### RECORDS PROVIDED
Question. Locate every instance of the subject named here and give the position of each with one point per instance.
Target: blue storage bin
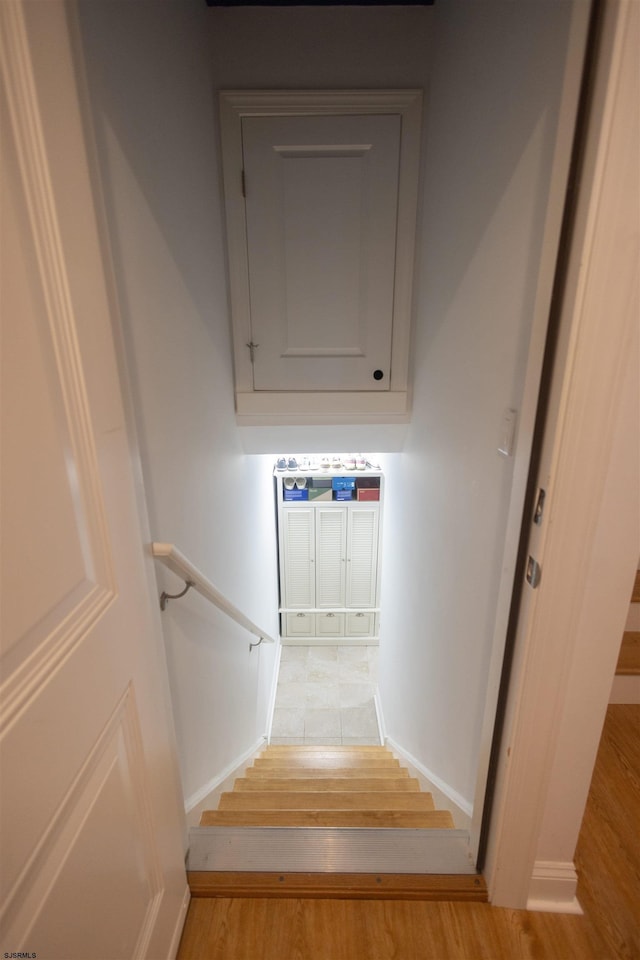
(296, 494)
(343, 483)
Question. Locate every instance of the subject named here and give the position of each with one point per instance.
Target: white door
(362, 556)
(299, 557)
(92, 825)
(331, 546)
(321, 216)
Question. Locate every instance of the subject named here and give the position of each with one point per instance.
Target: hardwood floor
(608, 860)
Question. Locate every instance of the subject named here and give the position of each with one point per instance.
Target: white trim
(179, 926)
(625, 689)
(232, 769)
(444, 795)
(553, 887)
(380, 718)
(272, 408)
(274, 690)
(527, 415)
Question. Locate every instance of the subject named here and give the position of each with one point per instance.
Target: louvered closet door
(362, 556)
(331, 537)
(299, 552)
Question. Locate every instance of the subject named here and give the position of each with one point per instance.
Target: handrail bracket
(165, 597)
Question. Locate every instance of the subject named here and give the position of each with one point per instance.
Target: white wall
(493, 105)
(492, 75)
(149, 74)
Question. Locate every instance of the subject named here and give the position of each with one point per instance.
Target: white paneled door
(321, 219)
(92, 826)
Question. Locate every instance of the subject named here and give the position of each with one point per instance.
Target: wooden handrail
(183, 568)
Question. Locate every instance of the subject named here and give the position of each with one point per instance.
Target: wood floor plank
(608, 854)
(329, 784)
(608, 863)
(392, 886)
(262, 800)
(629, 658)
(403, 819)
(389, 929)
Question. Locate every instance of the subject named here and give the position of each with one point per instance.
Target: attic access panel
(320, 194)
(321, 211)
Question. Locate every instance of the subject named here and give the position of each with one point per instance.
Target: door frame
(569, 629)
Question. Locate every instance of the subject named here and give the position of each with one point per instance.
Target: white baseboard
(444, 796)
(200, 800)
(180, 921)
(553, 887)
(625, 690)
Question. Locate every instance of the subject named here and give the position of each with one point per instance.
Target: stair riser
(330, 784)
(325, 801)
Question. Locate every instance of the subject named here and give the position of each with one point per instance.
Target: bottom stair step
(405, 819)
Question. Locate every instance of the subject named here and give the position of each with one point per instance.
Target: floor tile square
(359, 721)
(322, 723)
(355, 694)
(288, 722)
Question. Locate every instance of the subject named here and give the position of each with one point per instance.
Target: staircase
(327, 787)
(330, 821)
(629, 658)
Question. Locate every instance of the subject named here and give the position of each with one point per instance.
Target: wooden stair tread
(328, 784)
(322, 773)
(300, 800)
(331, 753)
(324, 763)
(319, 748)
(401, 819)
(629, 658)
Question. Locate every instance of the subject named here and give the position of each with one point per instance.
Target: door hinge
(537, 515)
(534, 572)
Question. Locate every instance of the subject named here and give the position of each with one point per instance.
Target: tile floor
(325, 696)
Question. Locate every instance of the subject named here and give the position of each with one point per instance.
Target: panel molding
(349, 407)
(51, 640)
(28, 895)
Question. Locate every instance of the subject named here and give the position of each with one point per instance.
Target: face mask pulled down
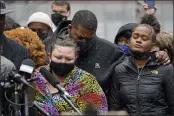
(61, 69)
(141, 56)
(42, 36)
(57, 18)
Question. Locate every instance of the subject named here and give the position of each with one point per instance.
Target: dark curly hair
(164, 41)
(152, 21)
(30, 41)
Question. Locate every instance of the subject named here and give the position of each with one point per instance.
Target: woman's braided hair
(30, 41)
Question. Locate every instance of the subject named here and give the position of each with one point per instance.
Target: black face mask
(57, 18)
(61, 69)
(85, 46)
(42, 36)
(141, 56)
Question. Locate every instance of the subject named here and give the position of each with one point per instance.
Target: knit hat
(40, 17)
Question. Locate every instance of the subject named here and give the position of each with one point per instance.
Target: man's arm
(169, 88)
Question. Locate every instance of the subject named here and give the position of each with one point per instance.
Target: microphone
(27, 66)
(8, 72)
(53, 81)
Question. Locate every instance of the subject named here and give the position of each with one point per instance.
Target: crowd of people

### TO DO
Reproduce all the records verbatim, excluding images.

### TASK OUTPUT
Question. Locate every instance of the subject named here and give the position of each with one point per instance.
Target: blue storage bin
(296, 494)
(343, 483)
Question. Locate every instance of the subject named here and give the position of each with one point per instance.
Target: white door
(362, 556)
(299, 557)
(92, 825)
(331, 546)
(321, 216)
Question. Locate every instance of the subject named here and give the position of each with one point per instance.
Target: hardwood floor
(608, 860)
Question. Locate every instance of the subject named here and give the position of each with one point per instance.
Target: white trim
(179, 926)
(625, 689)
(232, 769)
(444, 795)
(553, 887)
(380, 718)
(272, 408)
(274, 690)
(527, 415)
Question. Locate every instance of the subject named here and give the position of each with one point per instance.
Target: louvered closet door
(362, 556)
(331, 537)
(299, 552)
Question. Locate every instance of the subject named here and give the position of each with one point per instance.
Target: handrail bracket
(165, 597)
Question. Locate every instance of the subject named here and give the position of each with one point per instance.
Target: white wall
(493, 105)
(492, 75)
(149, 74)
Question. Locate every instance of the subject named here and give the position of each with one point per instance.
Target: white paneled door
(321, 219)
(92, 826)
Question. Locate every instance of the subject named here and give the position of each with one point per instance.
Target: wooden handrail
(183, 568)
Question. Locate every instance of the subject named here and give the position of each with one point per instance.
Target: wood floor plank
(608, 854)
(329, 784)
(608, 863)
(392, 886)
(262, 800)
(629, 658)
(403, 819)
(389, 929)
Question. Locate every instance of the subject named here and give the position of each with one point per instance.
Target: attic access panel
(320, 194)
(321, 211)
Question. Locate every instance of the subject named here and give the position of each with one point per instance.
Target: door frame
(569, 629)
Question. Locate every instance of the subject named here and give the position of each with one point per instance.
Target: white baseboard
(444, 796)
(200, 800)
(180, 921)
(553, 887)
(625, 690)
Question. Locate every instance of the subject named here and give the position of each with one point per instance.
Target: stair riser
(330, 784)
(325, 801)
Question. Locate every instance of the subject named here and give the position of each with one point per instance.
Target: bottom stair step
(405, 819)
Question. Locate every instance of the subject named here and give the position of each with one point per instance.
Target: floor tile square
(359, 721)
(322, 723)
(355, 694)
(288, 722)
Question. Locate every instance of the subject named here and give the position of each with one point per instance.
Target: staircase
(327, 787)
(330, 821)
(629, 658)
Question. Locate every instance of the subject named here and give the position of each with one point per instance.
Target: wooden stair tread
(328, 784)
(322, 773)
(300, 800)
(331, 753)
(324, 763)
(319, 748)
(401, 819)
(629, 658)
Question. Locate every instance of the subject named here and give the position of each with one point per instance.
Target: door hinge
(537, 515)
(534, 572)
Question. Locate every instance of the subject named here and give the position of each with one point per instance.
Target: tile floor
(325, 696)
Question. Locate every instance of the subject named here and give the position of each with one point per instance.
Target: panel molding
(349, 407)
(51, 640)
(28, 895)
Question. Locate every instance of the subject named here and give the position of each with one point per instance.
Target: face mask pulled down
(61, 69)
(141, 56)
(42, 36)
(57, 18)
Question. Locate every instance of the subject named here and give the position of each with one point per instance.
Target: dark curly hair
(164, 41)
(152, 21)
(30, 41)
Question. Locate every instance of the subject named here and give the position of each with one point per instance.
Target: woman's braided hair
(30, 41)
Question. Locate every instance of the subject named here and give the position of each with one point per instance.
Target: black face mask
(57, 18)
(61, 69)
(85, 46)
(42, 36)
(141, 56)
Question. Locate every instance of the subject named here and give the position of each with one point per instance.
Target: knit hat
(40, 17)
Question. Locate every instance of the subject named here and give the position of each with one point per instance.
Target: man's arm
(169, 88)
Question. Locate every instance of the subject named here and give the position of each with one point per instance.
Target: microphone
(27, 66)
(8, 72)
(53, 81)
Question. Locate every instance of the subject named here and give the position of each with one point per instance.
Target: crowd of people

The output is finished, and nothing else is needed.